---------- Task inputs ----------
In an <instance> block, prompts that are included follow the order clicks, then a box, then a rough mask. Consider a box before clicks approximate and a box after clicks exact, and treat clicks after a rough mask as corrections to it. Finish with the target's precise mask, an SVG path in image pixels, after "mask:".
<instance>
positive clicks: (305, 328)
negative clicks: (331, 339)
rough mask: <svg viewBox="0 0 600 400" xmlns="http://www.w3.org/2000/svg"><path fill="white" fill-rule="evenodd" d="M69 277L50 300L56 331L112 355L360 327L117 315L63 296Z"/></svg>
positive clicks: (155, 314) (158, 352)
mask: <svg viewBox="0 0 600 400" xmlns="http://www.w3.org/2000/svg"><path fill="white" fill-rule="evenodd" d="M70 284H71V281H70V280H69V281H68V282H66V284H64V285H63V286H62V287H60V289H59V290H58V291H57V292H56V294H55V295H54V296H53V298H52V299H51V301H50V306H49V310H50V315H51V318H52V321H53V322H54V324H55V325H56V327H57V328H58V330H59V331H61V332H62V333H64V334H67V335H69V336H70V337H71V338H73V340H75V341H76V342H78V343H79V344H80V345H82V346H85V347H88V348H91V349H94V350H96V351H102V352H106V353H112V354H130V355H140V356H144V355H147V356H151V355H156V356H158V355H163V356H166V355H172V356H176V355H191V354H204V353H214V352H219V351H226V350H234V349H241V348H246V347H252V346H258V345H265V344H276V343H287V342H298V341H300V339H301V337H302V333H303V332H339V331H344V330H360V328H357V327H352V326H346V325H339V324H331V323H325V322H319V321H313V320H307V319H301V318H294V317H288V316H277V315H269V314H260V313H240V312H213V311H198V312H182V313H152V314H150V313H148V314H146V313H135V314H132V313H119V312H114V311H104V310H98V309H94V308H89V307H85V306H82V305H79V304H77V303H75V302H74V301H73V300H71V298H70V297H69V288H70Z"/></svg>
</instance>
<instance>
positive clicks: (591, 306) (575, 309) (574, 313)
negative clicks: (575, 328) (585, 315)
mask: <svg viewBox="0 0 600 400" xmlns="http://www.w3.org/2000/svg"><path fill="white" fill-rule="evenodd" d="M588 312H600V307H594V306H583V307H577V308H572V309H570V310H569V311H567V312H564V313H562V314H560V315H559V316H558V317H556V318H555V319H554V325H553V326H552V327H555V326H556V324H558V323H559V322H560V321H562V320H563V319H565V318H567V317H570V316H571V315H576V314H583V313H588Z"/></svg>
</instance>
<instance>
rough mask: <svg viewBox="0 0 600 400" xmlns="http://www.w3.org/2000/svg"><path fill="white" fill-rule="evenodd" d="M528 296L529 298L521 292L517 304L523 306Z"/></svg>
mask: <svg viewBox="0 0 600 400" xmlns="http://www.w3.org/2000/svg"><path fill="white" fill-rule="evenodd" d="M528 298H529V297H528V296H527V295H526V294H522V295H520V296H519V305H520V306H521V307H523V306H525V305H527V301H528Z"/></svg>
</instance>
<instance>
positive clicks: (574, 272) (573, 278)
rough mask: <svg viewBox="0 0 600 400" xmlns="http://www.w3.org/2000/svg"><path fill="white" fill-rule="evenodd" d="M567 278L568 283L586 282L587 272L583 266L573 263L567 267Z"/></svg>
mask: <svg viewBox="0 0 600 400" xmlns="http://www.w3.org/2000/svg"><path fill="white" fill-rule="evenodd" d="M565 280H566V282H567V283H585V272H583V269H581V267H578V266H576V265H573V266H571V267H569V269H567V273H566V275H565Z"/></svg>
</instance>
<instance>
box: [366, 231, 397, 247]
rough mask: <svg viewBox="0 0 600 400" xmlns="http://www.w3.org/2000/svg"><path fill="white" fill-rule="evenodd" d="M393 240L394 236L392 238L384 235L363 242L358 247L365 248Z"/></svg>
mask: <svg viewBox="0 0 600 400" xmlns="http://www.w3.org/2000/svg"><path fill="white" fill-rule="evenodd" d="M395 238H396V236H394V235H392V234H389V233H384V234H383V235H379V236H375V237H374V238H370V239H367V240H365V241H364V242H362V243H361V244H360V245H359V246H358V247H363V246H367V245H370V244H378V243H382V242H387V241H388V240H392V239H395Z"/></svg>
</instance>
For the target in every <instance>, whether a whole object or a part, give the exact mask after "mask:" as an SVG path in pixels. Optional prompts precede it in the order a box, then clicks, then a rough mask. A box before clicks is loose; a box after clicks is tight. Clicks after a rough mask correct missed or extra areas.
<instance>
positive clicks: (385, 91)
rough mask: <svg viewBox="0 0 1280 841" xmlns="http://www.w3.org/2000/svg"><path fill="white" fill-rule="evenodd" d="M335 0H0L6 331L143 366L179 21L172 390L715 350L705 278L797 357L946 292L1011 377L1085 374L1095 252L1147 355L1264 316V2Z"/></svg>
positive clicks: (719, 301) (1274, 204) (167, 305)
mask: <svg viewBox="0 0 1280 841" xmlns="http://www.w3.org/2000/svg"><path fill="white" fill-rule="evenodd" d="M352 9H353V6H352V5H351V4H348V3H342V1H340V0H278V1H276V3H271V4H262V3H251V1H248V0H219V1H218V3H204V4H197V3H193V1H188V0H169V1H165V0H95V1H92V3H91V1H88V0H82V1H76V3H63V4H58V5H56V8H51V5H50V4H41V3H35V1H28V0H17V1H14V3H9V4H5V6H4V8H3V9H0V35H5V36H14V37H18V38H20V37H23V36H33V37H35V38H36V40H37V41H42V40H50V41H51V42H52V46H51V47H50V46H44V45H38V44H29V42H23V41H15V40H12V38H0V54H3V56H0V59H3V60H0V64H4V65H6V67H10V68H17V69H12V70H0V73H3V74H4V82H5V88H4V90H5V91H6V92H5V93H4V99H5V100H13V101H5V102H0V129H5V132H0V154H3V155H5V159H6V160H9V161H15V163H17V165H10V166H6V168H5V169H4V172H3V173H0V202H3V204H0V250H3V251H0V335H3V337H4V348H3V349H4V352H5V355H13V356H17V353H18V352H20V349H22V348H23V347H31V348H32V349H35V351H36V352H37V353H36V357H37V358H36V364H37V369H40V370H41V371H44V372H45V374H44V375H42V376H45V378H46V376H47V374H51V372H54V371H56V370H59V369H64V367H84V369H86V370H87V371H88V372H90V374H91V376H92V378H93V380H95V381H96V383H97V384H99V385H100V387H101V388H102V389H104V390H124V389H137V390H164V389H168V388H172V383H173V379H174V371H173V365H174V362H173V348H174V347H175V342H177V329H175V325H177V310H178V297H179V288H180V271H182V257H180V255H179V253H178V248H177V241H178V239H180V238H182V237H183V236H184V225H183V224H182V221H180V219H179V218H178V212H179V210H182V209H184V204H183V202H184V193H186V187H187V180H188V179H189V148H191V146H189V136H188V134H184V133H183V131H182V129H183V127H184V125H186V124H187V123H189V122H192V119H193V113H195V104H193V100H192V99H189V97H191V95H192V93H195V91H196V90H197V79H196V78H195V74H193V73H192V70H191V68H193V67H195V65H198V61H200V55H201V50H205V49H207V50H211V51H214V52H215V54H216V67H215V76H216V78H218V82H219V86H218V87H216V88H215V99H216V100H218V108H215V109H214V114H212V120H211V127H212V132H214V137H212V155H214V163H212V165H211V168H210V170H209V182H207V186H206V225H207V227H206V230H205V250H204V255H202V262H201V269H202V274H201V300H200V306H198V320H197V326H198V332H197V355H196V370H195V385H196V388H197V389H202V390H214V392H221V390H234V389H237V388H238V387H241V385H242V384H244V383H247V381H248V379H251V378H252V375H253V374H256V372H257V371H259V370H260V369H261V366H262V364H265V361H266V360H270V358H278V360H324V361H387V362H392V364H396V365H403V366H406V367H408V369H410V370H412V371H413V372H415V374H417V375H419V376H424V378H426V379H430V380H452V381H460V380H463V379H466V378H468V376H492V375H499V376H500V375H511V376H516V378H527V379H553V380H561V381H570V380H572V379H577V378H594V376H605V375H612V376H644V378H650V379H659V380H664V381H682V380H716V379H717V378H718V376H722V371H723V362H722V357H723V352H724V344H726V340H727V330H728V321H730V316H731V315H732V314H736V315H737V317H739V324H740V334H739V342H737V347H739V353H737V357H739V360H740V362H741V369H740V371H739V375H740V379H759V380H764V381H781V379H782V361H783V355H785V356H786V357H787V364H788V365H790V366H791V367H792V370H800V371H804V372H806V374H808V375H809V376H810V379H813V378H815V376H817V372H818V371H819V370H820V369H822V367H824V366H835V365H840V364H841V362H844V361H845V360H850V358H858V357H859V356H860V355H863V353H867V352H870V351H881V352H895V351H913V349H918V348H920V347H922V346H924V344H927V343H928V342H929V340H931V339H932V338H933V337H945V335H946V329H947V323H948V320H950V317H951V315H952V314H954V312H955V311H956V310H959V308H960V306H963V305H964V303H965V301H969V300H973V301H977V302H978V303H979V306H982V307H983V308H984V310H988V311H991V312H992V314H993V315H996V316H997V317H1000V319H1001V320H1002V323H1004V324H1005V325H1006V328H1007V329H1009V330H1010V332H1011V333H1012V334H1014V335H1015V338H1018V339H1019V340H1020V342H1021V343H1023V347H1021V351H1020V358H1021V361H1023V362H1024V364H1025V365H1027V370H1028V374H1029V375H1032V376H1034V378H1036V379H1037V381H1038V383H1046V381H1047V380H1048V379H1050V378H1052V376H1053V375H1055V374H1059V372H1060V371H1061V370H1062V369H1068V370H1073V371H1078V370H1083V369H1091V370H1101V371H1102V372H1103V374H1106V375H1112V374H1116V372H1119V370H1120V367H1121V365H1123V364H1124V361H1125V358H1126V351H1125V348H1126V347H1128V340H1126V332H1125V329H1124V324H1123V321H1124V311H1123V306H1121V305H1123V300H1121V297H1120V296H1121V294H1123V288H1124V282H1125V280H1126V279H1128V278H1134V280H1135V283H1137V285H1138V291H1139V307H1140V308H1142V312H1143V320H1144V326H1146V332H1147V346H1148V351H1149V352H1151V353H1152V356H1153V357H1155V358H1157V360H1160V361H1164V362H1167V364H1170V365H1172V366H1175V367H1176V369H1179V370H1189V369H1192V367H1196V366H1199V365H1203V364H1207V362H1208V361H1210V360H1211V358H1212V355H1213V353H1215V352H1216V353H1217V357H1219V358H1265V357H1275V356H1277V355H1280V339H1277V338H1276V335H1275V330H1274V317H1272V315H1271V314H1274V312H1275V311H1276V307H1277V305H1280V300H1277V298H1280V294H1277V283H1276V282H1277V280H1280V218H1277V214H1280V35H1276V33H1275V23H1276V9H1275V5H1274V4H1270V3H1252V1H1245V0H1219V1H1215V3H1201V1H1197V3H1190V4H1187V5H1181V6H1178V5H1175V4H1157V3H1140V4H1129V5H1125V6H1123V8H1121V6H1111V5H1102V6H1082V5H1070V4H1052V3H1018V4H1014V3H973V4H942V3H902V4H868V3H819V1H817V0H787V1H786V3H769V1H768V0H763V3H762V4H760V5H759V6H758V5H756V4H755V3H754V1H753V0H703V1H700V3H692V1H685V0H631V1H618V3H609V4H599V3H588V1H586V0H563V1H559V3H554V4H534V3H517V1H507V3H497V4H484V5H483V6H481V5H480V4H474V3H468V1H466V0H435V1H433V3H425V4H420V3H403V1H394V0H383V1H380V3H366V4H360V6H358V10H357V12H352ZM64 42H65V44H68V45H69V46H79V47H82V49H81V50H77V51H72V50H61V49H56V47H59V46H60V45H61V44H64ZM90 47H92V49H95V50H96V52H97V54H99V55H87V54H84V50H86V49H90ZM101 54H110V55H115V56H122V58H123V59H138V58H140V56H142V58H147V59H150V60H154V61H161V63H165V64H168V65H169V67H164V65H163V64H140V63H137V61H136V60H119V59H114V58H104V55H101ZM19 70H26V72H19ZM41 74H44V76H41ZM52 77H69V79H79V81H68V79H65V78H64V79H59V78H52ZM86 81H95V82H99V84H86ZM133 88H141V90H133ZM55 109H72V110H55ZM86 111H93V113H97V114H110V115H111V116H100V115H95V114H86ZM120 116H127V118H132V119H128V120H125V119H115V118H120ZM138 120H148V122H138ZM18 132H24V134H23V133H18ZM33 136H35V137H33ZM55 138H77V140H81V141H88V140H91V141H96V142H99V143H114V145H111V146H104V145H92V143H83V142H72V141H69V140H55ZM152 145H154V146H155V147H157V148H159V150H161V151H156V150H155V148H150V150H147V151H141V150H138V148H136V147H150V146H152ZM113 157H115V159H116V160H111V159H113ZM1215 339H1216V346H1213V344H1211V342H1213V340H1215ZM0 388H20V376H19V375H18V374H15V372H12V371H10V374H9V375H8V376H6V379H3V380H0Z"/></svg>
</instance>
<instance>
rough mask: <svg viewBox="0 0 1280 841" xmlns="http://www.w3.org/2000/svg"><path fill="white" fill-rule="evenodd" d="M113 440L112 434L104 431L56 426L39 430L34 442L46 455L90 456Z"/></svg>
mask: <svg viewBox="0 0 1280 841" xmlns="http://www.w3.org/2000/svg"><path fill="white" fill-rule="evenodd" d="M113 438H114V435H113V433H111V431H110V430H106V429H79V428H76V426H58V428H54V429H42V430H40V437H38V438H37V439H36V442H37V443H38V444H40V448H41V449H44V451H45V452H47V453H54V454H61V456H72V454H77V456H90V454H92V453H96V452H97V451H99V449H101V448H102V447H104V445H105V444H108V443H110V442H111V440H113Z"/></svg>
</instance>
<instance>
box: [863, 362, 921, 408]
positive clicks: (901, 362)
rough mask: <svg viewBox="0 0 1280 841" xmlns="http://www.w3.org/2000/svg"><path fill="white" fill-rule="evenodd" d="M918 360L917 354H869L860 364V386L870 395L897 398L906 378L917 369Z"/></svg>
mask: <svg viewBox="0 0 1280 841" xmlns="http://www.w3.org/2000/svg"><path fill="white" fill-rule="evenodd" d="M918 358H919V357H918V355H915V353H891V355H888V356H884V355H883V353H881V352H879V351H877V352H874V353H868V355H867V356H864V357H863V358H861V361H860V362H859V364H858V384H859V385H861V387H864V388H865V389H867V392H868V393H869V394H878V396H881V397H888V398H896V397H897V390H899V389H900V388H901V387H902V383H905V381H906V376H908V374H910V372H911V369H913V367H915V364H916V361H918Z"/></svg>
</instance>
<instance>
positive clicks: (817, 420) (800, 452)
----------
» **Aim of the exercise**: Copy only the entries from the first line to the line with "277L50 300L56 331L112", each exactly as it appears.

» **Response area**:
In an <instance> block, prompts that are included follow the order clicks, then a box, then a rough mask. Consider a box before clicks approximate and a box after clicks exact, and treat clicks after a rough mask as corrections to it. Finish with the target's precise mask, an SVG path in image pixels, after "mask:".
<instance>
positive clicks: (305, 328)
negative clicks: (331, 339)
rough mask: <svg viewBox="0 0 600 400" xmlns="http://www.w3.org/2000/svg"><path fill="white" fill-rule="evenodd" d="M69 277L50 300L56 331L112 355L360 327L117 315L63 296Z"/></svg>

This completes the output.